[Location identification entries]
--------

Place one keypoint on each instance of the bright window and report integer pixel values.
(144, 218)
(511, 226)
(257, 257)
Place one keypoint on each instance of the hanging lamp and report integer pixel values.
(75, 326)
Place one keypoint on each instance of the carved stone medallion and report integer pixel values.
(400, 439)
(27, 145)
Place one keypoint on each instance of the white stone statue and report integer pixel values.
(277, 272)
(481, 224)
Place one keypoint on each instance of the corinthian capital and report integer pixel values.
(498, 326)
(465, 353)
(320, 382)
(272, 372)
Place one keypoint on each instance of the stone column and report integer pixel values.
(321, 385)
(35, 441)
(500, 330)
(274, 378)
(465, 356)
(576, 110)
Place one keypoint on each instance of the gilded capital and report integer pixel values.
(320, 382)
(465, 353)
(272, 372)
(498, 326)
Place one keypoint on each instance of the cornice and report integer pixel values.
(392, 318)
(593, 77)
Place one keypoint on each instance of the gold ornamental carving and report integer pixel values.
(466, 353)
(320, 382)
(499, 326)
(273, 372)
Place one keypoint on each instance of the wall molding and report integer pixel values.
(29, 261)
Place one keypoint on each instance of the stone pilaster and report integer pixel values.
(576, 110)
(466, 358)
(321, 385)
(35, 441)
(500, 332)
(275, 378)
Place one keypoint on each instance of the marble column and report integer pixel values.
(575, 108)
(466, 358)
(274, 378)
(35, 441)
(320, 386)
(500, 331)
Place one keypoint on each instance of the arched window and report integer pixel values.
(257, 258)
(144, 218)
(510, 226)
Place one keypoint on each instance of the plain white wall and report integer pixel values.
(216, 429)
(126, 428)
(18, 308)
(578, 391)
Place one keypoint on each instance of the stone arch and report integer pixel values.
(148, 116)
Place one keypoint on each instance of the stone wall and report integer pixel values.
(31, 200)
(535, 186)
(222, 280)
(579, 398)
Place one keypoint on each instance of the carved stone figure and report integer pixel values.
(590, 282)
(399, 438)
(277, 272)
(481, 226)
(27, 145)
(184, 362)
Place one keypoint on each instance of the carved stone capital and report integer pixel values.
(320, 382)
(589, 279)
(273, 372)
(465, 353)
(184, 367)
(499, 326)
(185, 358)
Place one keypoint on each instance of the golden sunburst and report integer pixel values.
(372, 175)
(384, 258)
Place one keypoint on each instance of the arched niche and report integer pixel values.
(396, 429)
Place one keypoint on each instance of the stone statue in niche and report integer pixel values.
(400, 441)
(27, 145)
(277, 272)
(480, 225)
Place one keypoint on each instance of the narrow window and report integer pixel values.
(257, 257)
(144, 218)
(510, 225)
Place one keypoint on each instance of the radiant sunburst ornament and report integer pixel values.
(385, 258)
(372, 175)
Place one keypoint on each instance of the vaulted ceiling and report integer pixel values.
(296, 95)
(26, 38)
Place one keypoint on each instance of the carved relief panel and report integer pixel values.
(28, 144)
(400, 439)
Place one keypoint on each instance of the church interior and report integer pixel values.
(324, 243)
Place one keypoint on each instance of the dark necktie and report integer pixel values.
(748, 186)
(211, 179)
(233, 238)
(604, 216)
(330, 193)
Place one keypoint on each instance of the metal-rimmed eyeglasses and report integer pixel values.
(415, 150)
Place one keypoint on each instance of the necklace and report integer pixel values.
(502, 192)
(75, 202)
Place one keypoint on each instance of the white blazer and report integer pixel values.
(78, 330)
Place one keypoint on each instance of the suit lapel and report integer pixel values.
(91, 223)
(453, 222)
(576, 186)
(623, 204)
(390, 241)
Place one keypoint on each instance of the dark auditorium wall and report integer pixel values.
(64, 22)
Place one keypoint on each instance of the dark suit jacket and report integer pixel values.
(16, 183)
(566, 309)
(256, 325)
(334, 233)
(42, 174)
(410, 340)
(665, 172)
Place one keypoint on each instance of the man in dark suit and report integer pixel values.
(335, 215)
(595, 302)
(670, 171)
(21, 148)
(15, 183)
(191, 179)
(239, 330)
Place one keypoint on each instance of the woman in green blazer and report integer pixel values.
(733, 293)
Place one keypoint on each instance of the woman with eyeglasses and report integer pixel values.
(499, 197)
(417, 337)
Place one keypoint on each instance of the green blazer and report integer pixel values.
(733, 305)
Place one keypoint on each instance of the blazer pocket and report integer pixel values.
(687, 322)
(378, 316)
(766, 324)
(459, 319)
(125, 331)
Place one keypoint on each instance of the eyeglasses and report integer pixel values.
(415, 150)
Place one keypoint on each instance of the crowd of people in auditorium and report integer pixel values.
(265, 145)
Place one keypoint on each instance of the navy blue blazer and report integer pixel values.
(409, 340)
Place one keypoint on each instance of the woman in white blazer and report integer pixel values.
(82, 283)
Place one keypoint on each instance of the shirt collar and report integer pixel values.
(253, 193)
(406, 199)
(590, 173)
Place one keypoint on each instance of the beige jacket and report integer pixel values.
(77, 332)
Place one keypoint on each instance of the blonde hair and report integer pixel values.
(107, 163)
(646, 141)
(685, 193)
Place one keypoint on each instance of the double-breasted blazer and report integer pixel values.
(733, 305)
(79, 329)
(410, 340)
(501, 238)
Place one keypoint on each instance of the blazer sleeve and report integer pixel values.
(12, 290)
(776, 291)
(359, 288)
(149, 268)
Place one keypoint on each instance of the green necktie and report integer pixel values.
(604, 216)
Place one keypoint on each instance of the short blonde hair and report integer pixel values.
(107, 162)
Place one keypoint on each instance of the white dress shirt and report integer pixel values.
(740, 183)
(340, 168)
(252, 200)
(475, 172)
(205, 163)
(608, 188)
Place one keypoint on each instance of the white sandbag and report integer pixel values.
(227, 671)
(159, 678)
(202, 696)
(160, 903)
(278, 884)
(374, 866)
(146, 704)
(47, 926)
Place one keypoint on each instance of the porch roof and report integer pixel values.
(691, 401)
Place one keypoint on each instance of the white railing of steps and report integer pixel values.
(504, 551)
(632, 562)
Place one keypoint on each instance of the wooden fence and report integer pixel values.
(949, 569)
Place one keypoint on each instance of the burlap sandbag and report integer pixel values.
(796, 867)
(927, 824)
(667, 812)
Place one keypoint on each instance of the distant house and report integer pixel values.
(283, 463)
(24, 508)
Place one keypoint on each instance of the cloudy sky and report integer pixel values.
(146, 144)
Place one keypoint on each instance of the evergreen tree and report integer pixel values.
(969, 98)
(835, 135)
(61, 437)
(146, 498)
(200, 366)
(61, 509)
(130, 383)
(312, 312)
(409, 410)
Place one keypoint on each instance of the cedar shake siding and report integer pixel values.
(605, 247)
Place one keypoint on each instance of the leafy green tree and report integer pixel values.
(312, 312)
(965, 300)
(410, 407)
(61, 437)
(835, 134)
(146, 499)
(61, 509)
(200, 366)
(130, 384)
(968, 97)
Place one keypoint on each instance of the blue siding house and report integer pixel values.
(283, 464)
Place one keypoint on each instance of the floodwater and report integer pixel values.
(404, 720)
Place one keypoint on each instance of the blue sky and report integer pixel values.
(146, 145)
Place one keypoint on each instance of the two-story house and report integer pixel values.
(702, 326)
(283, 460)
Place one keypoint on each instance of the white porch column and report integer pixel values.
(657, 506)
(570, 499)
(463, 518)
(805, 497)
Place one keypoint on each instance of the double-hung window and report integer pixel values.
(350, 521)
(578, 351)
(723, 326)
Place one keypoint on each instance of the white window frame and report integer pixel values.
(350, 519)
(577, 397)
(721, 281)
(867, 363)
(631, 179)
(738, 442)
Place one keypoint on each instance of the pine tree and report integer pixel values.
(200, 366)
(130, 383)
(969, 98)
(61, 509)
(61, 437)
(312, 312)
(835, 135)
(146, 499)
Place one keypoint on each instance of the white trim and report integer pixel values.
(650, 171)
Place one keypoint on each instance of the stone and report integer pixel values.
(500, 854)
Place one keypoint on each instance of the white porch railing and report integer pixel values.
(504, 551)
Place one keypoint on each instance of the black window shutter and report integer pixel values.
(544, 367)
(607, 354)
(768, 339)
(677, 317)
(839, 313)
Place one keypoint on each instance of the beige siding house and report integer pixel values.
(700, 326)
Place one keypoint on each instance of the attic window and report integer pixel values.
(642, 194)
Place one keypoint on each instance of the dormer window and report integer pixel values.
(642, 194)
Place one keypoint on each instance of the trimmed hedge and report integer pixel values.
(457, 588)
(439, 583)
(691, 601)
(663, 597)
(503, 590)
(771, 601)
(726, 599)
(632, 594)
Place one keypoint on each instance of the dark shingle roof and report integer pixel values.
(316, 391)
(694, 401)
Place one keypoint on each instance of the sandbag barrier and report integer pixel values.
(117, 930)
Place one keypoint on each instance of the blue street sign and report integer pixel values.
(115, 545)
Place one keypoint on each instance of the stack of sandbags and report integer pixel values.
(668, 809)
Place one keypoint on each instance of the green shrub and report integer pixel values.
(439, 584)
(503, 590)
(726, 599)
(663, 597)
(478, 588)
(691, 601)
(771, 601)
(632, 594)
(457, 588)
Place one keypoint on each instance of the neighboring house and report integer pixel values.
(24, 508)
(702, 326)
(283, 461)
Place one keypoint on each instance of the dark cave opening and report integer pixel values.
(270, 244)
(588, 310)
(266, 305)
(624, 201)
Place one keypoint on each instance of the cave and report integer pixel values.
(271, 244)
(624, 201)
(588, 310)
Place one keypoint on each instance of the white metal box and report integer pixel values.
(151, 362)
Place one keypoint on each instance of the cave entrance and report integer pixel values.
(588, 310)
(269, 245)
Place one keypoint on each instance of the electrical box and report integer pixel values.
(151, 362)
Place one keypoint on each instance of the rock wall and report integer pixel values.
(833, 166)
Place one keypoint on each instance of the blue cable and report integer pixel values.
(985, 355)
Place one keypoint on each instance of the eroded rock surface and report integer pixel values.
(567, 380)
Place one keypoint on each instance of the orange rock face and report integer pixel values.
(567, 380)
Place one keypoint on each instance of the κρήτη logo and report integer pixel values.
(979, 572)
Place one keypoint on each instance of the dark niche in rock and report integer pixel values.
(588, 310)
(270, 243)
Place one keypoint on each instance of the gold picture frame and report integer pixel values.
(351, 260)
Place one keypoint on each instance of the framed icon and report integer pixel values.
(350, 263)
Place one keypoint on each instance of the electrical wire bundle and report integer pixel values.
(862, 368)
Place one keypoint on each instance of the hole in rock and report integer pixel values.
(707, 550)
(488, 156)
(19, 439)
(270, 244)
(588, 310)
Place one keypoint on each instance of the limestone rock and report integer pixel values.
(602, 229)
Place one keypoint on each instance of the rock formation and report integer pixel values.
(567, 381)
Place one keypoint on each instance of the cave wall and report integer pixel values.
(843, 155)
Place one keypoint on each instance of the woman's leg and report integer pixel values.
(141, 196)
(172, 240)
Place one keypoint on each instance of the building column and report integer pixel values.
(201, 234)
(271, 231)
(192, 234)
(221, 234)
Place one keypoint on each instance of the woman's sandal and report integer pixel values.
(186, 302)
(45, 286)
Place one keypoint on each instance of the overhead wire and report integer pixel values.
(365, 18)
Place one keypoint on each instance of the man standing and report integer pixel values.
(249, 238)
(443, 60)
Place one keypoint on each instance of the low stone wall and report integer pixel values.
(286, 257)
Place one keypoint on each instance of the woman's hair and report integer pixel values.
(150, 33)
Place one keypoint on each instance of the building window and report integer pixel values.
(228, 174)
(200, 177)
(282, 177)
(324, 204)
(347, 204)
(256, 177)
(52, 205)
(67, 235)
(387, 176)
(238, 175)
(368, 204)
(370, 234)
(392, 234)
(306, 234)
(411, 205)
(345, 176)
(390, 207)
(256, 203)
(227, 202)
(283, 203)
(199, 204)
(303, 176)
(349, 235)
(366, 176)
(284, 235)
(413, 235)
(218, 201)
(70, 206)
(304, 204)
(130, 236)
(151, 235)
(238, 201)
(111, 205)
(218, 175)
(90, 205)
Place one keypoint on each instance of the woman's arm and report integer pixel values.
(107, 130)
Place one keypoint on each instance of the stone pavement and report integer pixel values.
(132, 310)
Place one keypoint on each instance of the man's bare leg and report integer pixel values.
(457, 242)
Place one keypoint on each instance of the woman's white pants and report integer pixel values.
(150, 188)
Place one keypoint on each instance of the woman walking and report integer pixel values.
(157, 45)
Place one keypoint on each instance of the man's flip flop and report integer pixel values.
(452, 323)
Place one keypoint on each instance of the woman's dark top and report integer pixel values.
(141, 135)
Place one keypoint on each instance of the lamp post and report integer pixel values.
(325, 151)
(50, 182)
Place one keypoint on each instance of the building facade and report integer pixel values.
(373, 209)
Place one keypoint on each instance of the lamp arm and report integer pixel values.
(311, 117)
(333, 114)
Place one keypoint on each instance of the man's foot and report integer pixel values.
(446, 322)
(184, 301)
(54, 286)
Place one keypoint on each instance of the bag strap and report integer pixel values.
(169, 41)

--------

**Work to complete**: Output the lines as a numbered list, skipping any blank ones, starting with the line that contains "Place one keypoint on each instance of the lamp post" and going on through the end of the items.

**Result**:
1. Place one keypoint on each instance of the lamp post and report integer pixel values.
2. (325, 151)
3. (50, 182)
4. Place one keypoint on each instance of the building facade and report integer pixel values.
5. (373, 209)
6. Place one keypoint on each instance of the lamp arm and report integer pixel values.
7. (311, 117)
8. (333, 114)
9. Place one keypoint on each instance of the man's foot and report integer pixel values.
10. (446, 322)
11. (184, 301)
12. (54, 286)
13. Place one keypoint on each instance of the bag strap and report integer pixel values.
14. (169, 41)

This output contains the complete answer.